Pictures stay out; print the rest of the listing below exactly as it stands.

───── Given records

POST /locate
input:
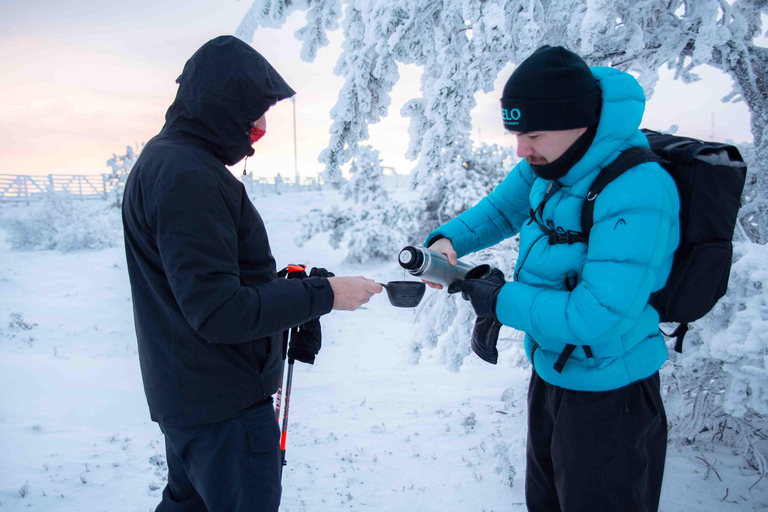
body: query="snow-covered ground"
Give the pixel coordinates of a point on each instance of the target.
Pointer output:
(368, 431)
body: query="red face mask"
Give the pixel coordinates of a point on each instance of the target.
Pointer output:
(256, 134)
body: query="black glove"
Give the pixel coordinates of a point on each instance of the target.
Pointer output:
(482, 293)
(485, 335)
(306, 339)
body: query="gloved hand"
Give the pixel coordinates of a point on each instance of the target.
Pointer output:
(306, 339)
(485, 335)
(482, 293)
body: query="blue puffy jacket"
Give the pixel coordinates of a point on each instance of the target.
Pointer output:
(629, 255)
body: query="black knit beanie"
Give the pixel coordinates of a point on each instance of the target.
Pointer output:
(553, 89)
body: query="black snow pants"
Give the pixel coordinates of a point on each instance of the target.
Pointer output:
(232, 465)
(595, 451)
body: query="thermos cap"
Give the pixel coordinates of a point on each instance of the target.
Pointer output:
(409, 258)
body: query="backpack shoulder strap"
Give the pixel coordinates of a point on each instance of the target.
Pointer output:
(627, 160)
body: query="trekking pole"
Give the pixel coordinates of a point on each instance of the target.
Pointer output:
(284, 434)
(278, 398)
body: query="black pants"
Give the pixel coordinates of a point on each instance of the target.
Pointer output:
(595, 451)
(232, 466)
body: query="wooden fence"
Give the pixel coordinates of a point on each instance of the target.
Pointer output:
(20, 188)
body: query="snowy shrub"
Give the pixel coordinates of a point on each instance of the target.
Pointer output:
(121, 165)
(718, 388)
(65, 224)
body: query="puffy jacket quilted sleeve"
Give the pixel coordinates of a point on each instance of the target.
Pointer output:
(635, 223)
(498, 216)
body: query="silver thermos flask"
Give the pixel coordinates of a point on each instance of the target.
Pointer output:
(432, 266)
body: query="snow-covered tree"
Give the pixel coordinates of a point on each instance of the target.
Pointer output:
(371, 222)
(461, 45)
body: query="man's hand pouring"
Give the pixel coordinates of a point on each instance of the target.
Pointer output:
(445, 247)
(349, 293)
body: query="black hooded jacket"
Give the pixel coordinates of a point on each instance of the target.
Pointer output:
(209, 309)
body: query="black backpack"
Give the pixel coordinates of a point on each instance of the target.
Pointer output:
(710, 178)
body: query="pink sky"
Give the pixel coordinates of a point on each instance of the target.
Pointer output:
(81, 80)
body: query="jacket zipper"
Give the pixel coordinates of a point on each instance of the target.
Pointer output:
(533, 353)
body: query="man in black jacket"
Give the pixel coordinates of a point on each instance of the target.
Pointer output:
(209, 308)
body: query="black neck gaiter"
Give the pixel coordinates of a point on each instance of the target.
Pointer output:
(560, 167)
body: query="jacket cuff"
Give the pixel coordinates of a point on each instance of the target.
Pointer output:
(513, 305)
(322, 295)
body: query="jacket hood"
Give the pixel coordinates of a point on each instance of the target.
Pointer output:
(224, 86)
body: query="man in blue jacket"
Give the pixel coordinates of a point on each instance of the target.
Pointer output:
(596, 423)
(209, 309)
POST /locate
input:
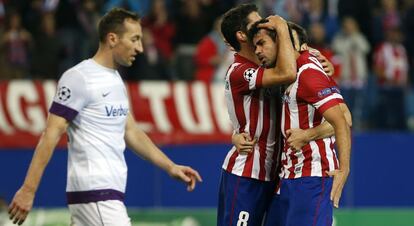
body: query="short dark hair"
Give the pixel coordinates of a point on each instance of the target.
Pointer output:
(302, 34)
(255, 29)
(236, 20)
(113, 21)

──────────

Response for this exercise:
POST /locate
input:
body: query="snow-covered ground"
Give the pixel coordinates of a point on each instance of the target.
Pointer output:
(368, 431)
body: query="red face mask"
Give the pixel coordinates of a point on each instance of the target.
Pointer output:
(256, 134)
body: query="black glove"
Give the pixel coordinates of a point on each instance of the target.
Pointer output:
(482, 293)
(485, 335)
(306, 339)
body: query="gloved hand"
Give the pixel coordinates of a point on each instance of the target.
Pointer output:
(306, 339)
(485, 335)
(482, 293)
body: query="blue puffy jacket"
Give the pixel coordinates of a point on each instance of the target.
Pointer output:
(629, 255)
body: query="black knit beanie"
Give the pixel coordinates of a point on each instance of the target.
Pointer output:
(553, 89)
body: query="black snow pants"
Give the pixel coordinates of a point on each instance of the target.
Pointer output:
(232, 465)
(595, 451)
body: query="thermos cap"
Give the pixel coordinates of a point on each instance of the target.
Pointer output:
(409, 258)
body: query="backpack shoulder strap"
Give the pixel coordinates of a point on each instance of the target.
Pointer output:
(627, 160)
body: query="trekking pole"
Give the pixel coordinates of a point on each instance of the target.
Pointer output:
(284, 434)
(278, 398)
body: query="black pants"
Give the pixel coordinates of a point on each instance of the target.
Pointer output:
(595, 451)
(232, 466)
body: query="wooden fence"
Give the pixel coordinates of a point on each instance of the target.
Pointer output:
(20, 188)
body: query="snowy shrub"
Give the pixel coordinates of a point on each instance of the target.
Pointer output:
(121, 165)
(718, 388)
(65, 224)
body: query="puffy jacket quilted sleeve"
Give the pixel coordinates of a point on each instance of the target.
Pointer output:
(635, 223)
(498, 216)
body: query="silver thermos flask"
Give the pixel coordinates of a point on each instance of the target.
Pointer output:
(432, 266)
body: query="snow-covered tree"
Give the pixel coordinates of a point on each instance of the target.
Pointer output:
(371, 222)
(461, 45)
body: query="man's hand pouring"
Give the pixel coordinates of a point on each instance of the target.
Pointer output:
(445, 247)
(349, 293)
body: query="black hooded jacket"
Give the pixel coordinates of a point on each instance of the target.
Pointer output:
(209, 309)
body: query="black backpack"
Give the pixel coordinates of a point on each instance of the target.
Pointer output:
(710, 178)
body: query="pink sky"
Give the pixel coordinates of a point on each instance of the target.
Pointer output:
(81, 80)
body: query="jacket zipper"
Give the pixel coordinates of a point on each instance of the target.
Pointer output:
(533, 353)
body: query="man in black jacket"
Give the pixel coordinates of a point on each instance of the target.
Pointer output:
(209, 308)
body: query="black neck gaiter"
Give the pixel coordinates of a point on each instance of the target.
Pointer output:
(560, 167)
body: query="jacket cuff"
Give the pixel coordinates of a point on each instance of the target.
Pointer output:
(513, 305)
(322, 295)
body: query="jacket hood"
Give the pixel coordinates of a point on each instance of the target.
Pointer output:
(224, 86)
body: query="man in blue jacket"
Give the pixel coordinates of a point on each instance of the target.
Pointer output:
(596, 423)
(209, 309)
POST /locate
input:
body: query="short dark hair"
Give the pixel coordinates of a point on each instance of the target.
Pointer output:
(302, 34)
(255, 29)
(236, 20)
(113, 21)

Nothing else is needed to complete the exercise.